Given data:
┏━━

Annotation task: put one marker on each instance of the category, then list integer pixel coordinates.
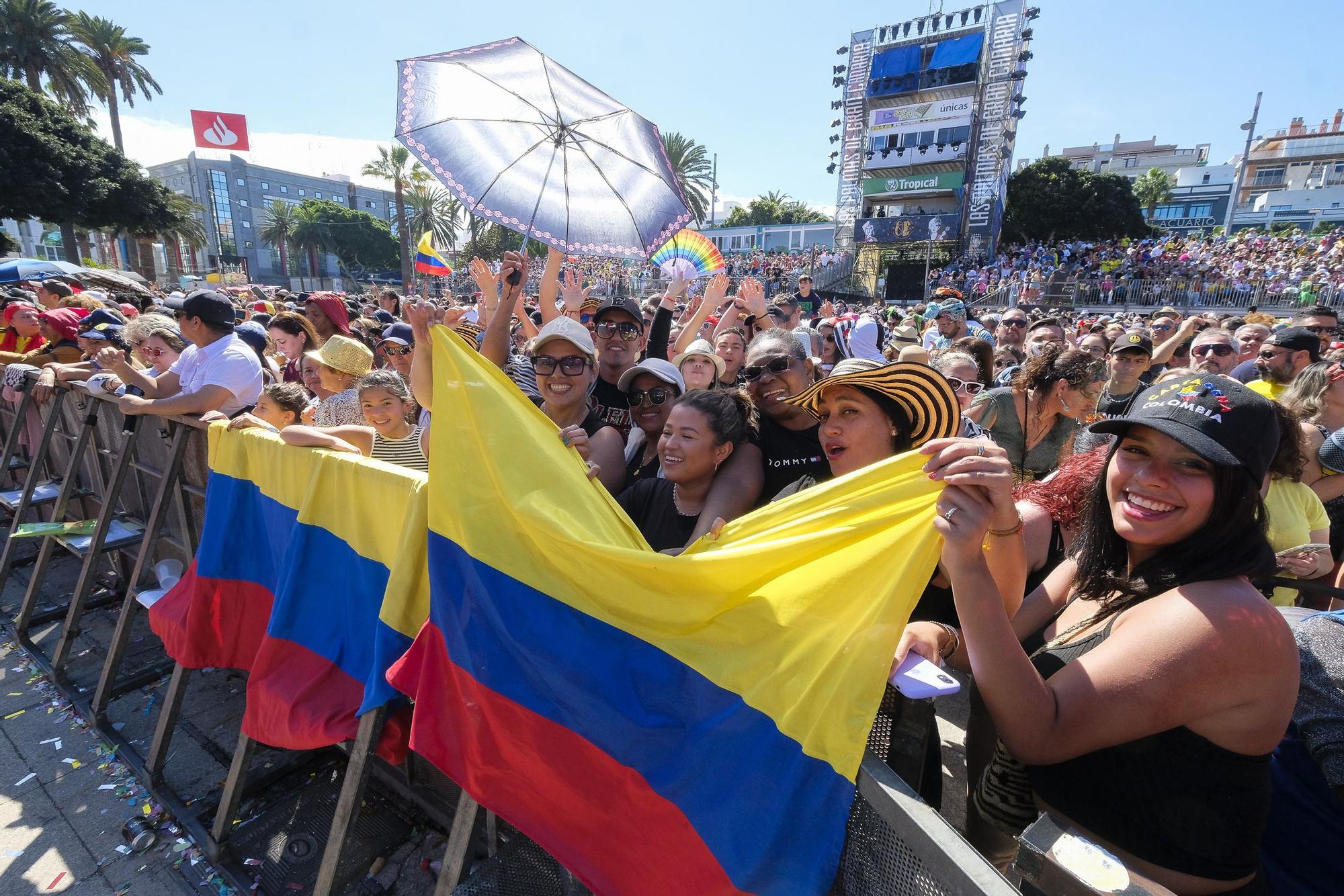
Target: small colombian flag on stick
(429, 261)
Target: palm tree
(115, 56)
(436, 212)
(279, 230)
(693, 171)
(396, 165)
(1152, 189)
(36, 44)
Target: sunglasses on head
(571, 365)
(657, 396)
(607, 330)
(776, 366)
(970, 388)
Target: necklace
(677, 502)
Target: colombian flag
(429, 261)
(298, 551)
(685, 725)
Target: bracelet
(954, 635)
(1005, 534)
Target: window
(1269, 177)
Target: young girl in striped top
(384, 398)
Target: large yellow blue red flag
(663, 725)
(428, 261)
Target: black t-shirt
(790, 455)
(653, 510)
(611, 406)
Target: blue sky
(752, 81)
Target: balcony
(912, 156)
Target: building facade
(1294, 177)
(931, 111)
(1132, 159)
(237, 194)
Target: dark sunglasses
(970, 388)
(776, 366)
(571, 365)
(628, 331)
(657, 396)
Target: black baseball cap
(1216, 417)
(1298, 339)
(620, 304)
(1138, 342)
(209, 307)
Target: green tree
(279, 230)
(436, 212)
(357, 240)
(693, 170)
(1152, 189)
(396, 165)
(54, 169)
(114, 52)
(36, 45)
(1049, 199)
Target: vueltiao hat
(923, 393)
(346, 355)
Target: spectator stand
(318, 819)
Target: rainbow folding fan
(689, 255)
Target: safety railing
(143, 483)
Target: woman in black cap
(1140, 690)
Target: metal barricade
(146, 487)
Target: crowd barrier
(317, 817)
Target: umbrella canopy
(529, 144)
(118, 280)
(18, 269)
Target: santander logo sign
(220, 130)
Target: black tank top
(1174, 799)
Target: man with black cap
(216, 373)
(620, 338)
(1282, 358)
(1128, 362)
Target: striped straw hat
(921, 392)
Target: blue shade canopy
(959, 52)
(893, 64)
(529, 144)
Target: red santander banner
(220, 130)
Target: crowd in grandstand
(1307, 265)
(1136, 507)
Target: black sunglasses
(628, 331)
(657, 396)
(776, 366)
(571, 365)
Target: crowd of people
(1135, 514)
(1303, 267)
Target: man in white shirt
(216, 373)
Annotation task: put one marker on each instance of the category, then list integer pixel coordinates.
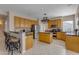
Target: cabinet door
(16, 22)
(59, 23)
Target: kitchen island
(45, 37)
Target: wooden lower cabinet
(61, 36)
(45, 37)
(29, 42)
(72, 43)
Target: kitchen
(43, 30)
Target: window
(68, 26)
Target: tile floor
(57, 47)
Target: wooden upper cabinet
(16, 22)
(56, 22)
(59, 23)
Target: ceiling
(37, 10)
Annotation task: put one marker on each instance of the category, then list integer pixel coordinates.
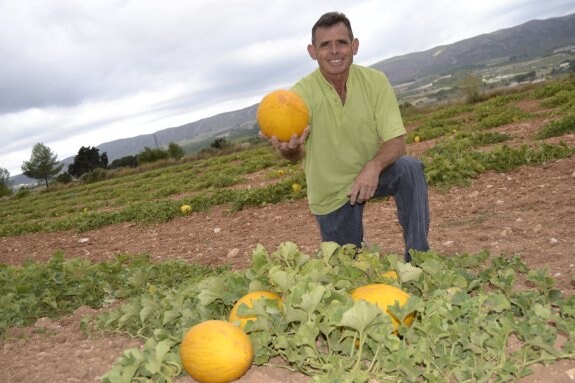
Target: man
(354, 148)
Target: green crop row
(155, 194)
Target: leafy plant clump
(473, 320)
(558, 128)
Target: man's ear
(312, 52)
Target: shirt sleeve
(387, 113)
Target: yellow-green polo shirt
(344, 137)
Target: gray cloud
(74, 67)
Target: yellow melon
(383, 296)
(216, 351)
(282, 113)
(249, 300)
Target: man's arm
(367, 180)
(292, 150)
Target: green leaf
(282, 279)
(407, 272)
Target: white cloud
(83, 73)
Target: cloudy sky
(80, 73)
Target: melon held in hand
(282, 113)
(216, 351)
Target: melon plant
(249, 300)
(281, 114)
(216, 351)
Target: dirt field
(529, 212)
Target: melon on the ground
(383, 296)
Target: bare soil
(529, 212)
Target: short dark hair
(330, 19)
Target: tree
(175, 151)
(5, 182)
(220, 143)
(43, 164)
(87, 159)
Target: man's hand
(292, 150)
(367, 180)
(365, 183)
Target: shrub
(557, 128)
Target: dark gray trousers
(405, 181)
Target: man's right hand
(292, 150)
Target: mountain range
(534, 38)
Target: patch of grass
(557, 128)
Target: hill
(521, 43)
(497, 287)
(418, 78)
(524, 42)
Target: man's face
(333, 49)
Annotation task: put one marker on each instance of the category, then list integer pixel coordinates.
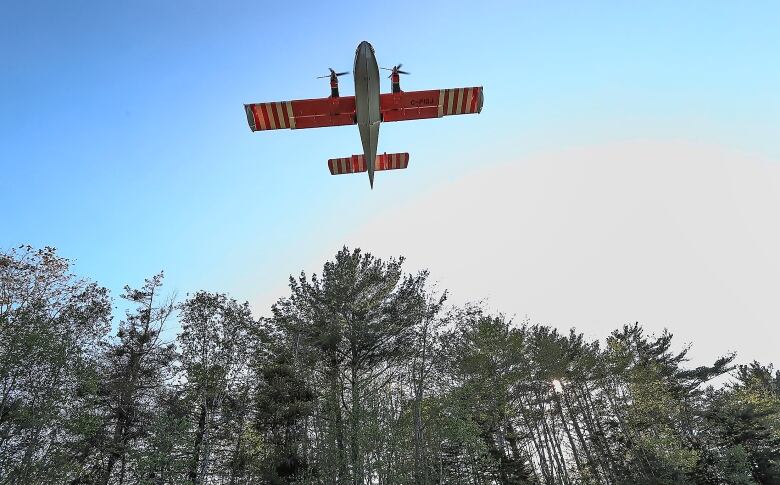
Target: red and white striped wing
(415, 105)
(391, 161)
(356, 163)
(302, 113)
(353, 164)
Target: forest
(362, 373)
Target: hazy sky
(626, 165)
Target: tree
(50, 324)
(214, 343)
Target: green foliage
(360, 375)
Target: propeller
(333, 73)
(395, 69)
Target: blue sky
(124, 144)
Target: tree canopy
(361, 374)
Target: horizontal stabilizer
(357, 163)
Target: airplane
(367, 108)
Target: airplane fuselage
(367, 112)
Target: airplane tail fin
(357, 163)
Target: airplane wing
(416, 105)
(302, 113)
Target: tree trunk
(193, 471)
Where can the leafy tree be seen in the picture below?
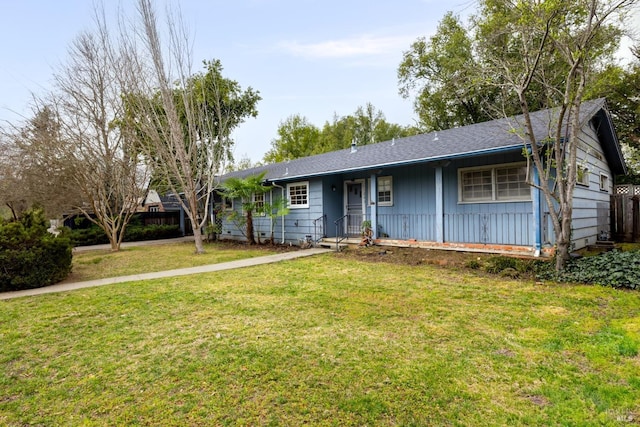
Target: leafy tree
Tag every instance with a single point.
(552, 47)
(520, 57)
(245, 189)
(443, 72)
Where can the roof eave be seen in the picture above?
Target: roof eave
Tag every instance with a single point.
(398, 163)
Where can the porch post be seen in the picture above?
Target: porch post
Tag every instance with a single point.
(439, 206)
(372, 205)
(537, 223)
(182, 222)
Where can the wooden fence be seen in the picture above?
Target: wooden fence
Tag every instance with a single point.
(625, 213)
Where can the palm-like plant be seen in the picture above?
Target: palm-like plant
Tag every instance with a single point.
(245, 189)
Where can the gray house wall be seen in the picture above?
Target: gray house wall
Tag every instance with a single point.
(591, 204)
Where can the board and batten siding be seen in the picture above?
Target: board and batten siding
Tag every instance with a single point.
(412, 215)
(591, 204)
(496, 222)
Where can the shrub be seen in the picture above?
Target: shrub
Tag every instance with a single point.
(30, 256)
(133, 233)
(616, 269)
(473, 264)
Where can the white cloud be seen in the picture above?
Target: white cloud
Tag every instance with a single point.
(365, 45)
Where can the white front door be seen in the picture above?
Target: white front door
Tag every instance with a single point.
(354, 206)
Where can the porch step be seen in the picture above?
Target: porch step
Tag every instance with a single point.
(330, 242)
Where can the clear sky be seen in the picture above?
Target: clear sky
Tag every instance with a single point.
(315, 58)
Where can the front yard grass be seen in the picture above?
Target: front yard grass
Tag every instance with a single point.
(99, 264)
(325, 340)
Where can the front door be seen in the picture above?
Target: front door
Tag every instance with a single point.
(354, 207)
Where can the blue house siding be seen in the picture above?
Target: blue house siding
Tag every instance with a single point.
(426, 172)
(412, 215)
(298, 223)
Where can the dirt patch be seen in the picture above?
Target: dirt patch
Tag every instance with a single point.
(412, 256)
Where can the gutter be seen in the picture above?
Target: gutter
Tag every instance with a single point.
(396, 164)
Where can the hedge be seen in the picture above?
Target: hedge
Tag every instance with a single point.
(30, 256)
(133, 233)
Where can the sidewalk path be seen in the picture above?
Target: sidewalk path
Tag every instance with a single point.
(62, 287)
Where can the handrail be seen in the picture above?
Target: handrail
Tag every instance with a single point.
(340, 231)
(316, 239)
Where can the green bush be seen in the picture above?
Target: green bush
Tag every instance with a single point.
(614, 268)
(133, 233)
(30, 256)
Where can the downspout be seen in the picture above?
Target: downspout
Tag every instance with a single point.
(282, 189)
(537, 224)
(372, 205)
(439, 202)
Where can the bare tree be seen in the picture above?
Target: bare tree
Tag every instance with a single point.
(89, 149)
(29, 173)
(184, 119)
(552, 46)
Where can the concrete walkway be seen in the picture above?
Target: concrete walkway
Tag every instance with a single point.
(62, 287)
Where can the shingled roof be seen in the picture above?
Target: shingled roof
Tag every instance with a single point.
(472, 140)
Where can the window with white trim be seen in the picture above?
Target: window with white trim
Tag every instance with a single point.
(582, 176)
(493, 184)
(385, 191)
(258, 203)
(298, 195)
(604, 182)
(227, 204)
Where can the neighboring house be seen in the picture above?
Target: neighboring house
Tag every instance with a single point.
(462, 188)
(162, 210)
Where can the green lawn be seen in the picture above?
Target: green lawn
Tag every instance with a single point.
(325, 340)
(99, 264)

┗━━

What this task involves: Find and copy each line of the material that holds the word "concrete".

Answer space:
Where can the concrete walkway be seen in the picture above?
Target: concrete walkway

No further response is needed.